**Exercise 1**
Lay out the rows as a JSON list of strings with one string per line, starting at the first row and ending at the line that contains "[[[0,509],[0,601],[10,590],[22,553],[22,525],[11,510]]]", skipping blank lines and omitting the pictures.

Appeal from the Circuit Court of Madison County; the Hon. P.J.
O'Neill, Judge, presiding.
JUSTICE KARNS DELIVERED THE OPINION OF THE COURT:
Defendants, M.E. Gorris, chief of police of Wood River, and the Board of Fire and Police Commissioners of Wood River, appeal from the judgment of the circuit court of Madison County reversing the board's decision to affirm the three-day suspension of the plaintiff, Stephen Lakin, imposed by Gorris.
On July 26, 1980, plaintiff was suspended for three days by Gorris for violation of police department Rule 5-1.08 defining conduct constituting neglect of duty. Plaintiff appealed the suspension to the board. Hearings were held by the board on August 20, September 3 and September 4, 1980. On September 9, 1980, the board found that the evidence supported the three-day suspension. On administrative review of the decision, the circuit court of Madison County reversed, finding that although the factual findings were not contrary to the manifest weight of the evidence, the conduct did not evidence a substantial shortcoming that would justify a three-day suspension.
Defendants raise three issues on appeal. One, whether the trial court's review of an administrative board's determination upholding a police chief's three-day suspension against an officer for neglect of duty is constitutionally permissible. Two, whether on administrative review the trial court erred by applying an incorrect legal standard in reviewing an administrative board's decision upholding a three-day suspension. Three, whether the Board's decision upholding the police chief's imposition of a three-day suspension of plaintiff is arbitrary, unreasonable and unrelated to the requirements of the service where the findings of fact made by the board are not in dispute.
Before addressing the issues raised by defendants on appeal, it is necessary to address plaintiff's argument concerning the findings made by the board.
In the board's findings, facts concerning an incident that occurred on July 10, 1980, were included, but the formal charges made by Gorris related only to a July 23, 1980, incident. Plaintiff argues that such inclusion without formal charges impairs his statutory and constitutional rights.
• 1 It is true that the plaintiff was not formally charged with the July 10, 1980, incident. It is also true that findings relating to July 10, 1980, were included in the board's decision. We find any error because of this inclusion to be harmless. Therefore, we will consider the suspension as relating only to the July 23, 1980, incident and will review the record accordingly.

**Entries supplied**

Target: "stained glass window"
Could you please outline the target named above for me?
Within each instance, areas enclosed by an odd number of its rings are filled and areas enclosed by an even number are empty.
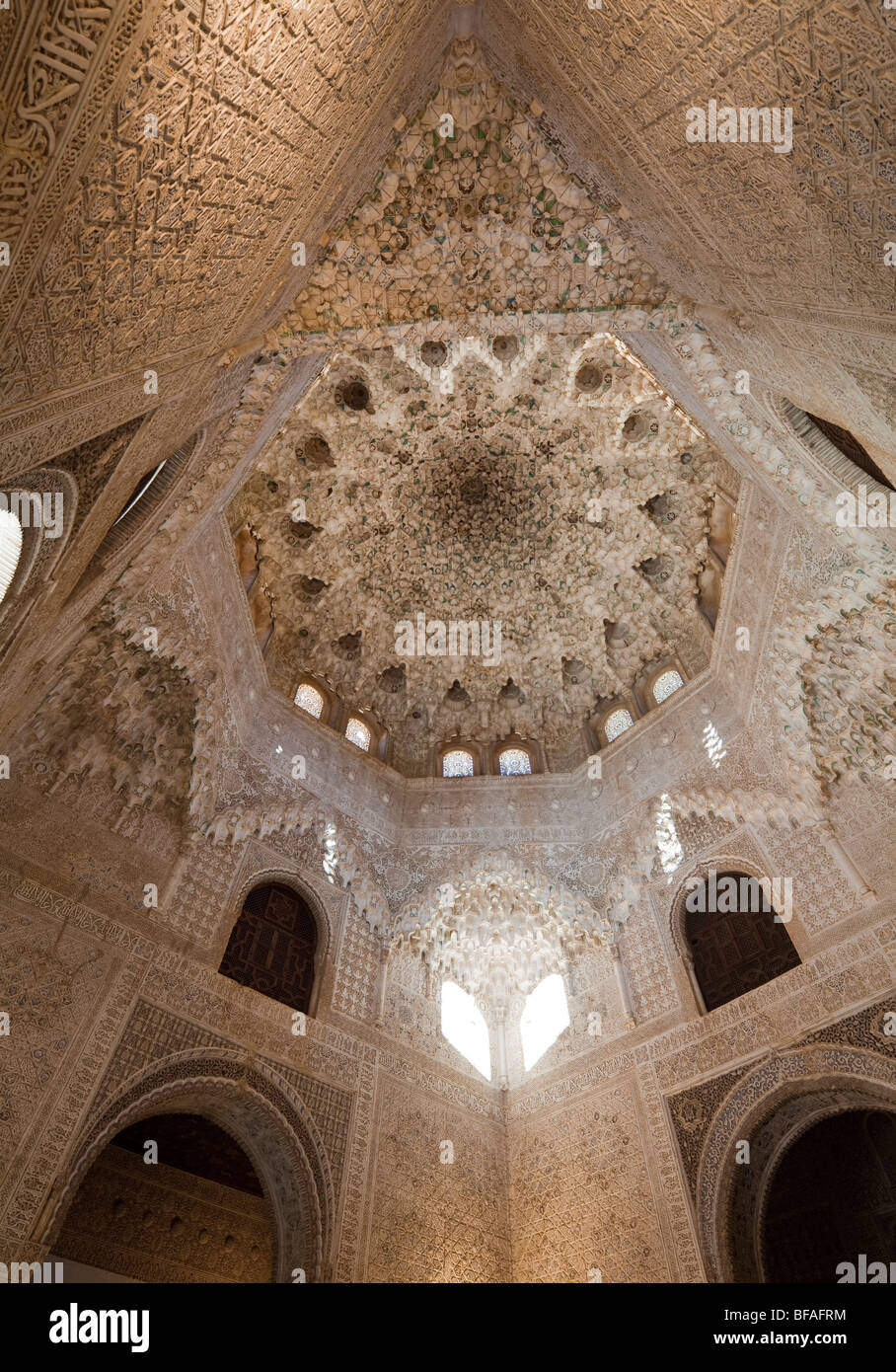
[[[450,753],[446,753],[442,759],[442,775],[443,777],[472,777],[473,775],[473,755],[468,753],[464,748],[454,748]]]
[[[299,709],[307,711],[309,715],[314,715],[314,719],[321,718],[321,711],[324,709],[324,697],[318,690],[314,690],[307,682],[303,682],[295,693],[295,702]]]
[[[362,753],[366,753],[370,748],[370,730],[361,719],[355,719],[354,715],[346,724],[346,738],[355,748],[359,748]]]
[[[0,509],[0,601],[10,590],[22,553],[22,525],[11,510]]]
[[[624,734],[633,724],[634,719],[627,709],[615,709],[612,715],[606,716],[606,723],[604,724],[606,742],[612,744],[613,738],[619,738],[619,735]]]
[[[663,672],[657,676],[653,682],[653,698],[657,705],[660,705],[664,700],[668,700],[672,691],[678,690],[678,687],[683,685],[685,683],[676,671]]]

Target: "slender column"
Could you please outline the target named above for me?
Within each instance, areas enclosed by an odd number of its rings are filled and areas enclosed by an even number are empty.
[[[877,892],[871,890],[852,858],[837,838],[830,819],[819,819],[812,827],[818,830],[818,836],[825,844],[825,848],[840,867],[841,873],[847,878],[849,889],[855,890],[862,904],[877,904]]]
[[[611,944],[611,955],[613,959],[613,971],[616,974],[616,985],[619,986],[619,999],[622,1000],[623,1014],[626,1017],[626,1028],[634,1029],[638,1021],[635,1019],[634,1003],[631,999],[631,986],[628,985],[628,977],[622,960],[622,954],[619,944]]]
[[[376,974],[376,1017],[375,1029],[386,1028],[386,985],[388,981],[388,944],[380,944],[380,965]]]
[[[189,862],[195,855],[195,852],[196,852],[196,845],[188,842],[184,848],[181,848],[180,853],[177,855],[174,866],[169,873],[169,878],[165,882],[162,890],[159,892],[159,906],[162,907],[162,910],[167,910],[170,901],[174,899],[174,892],[180,886],[181,877],[187,871],[187,867],[189,866]]]
[[[707,1002],[703,999],[703,991],[700,989],[700,982],[697,981],[697,971],[694,969],[694,959],[690,956],[690,954],[682,954],[681,959],[682,959],[682,966],[685,969],[685,973],[687,974],[687,981],[690,982],[690,989],[693,992],[694,1003],[697,1006],[697,1014],[705,1015],[707,1014]]]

**Exercise 2**
Answer from the court opinion:
(a) Who imposed the three-day suspension on the plaintiff?
(b) On what date did the board find that the evidence supported the suspension?
(c) The formal charges made by Gorris related only to an incident on which date?

**Expected answer 1**
[
  "Target: \"stained glass window\"",
  "Could you please outline the target named above for me?",
  "Within each instance, areas enclosed by an odd number of its rings are filled and areas enclosed by an even number are empty.",
  "[[[450,753],[446,753],[442,759],[442,775],[443,777],[472,777],[473,775],[473,755],[468,753],[464,748],[454,748]]]",
  "[[[299,709],[307,711],[309,715],[314,715],[314,719],[321,718],[321,711],[324,709],[324,697],[318,690],[314,690],[307,682],[303,682],[295,693],[295,702]]]",
  "[[[362,753],[366,753],[370,748],[370,730],[361,719],[355,719],[354,715],[346,724],[346,738],[355,748],[359,748]]]",
  "[[[0,509],[0,601],[10,590],[22,553],[22,525],[11,510]]]"
]

**Expected answer 2**
(a) M.E. Gorris, chief of police of Wood River
(b) September 9, 1980
(c) July 23, 1980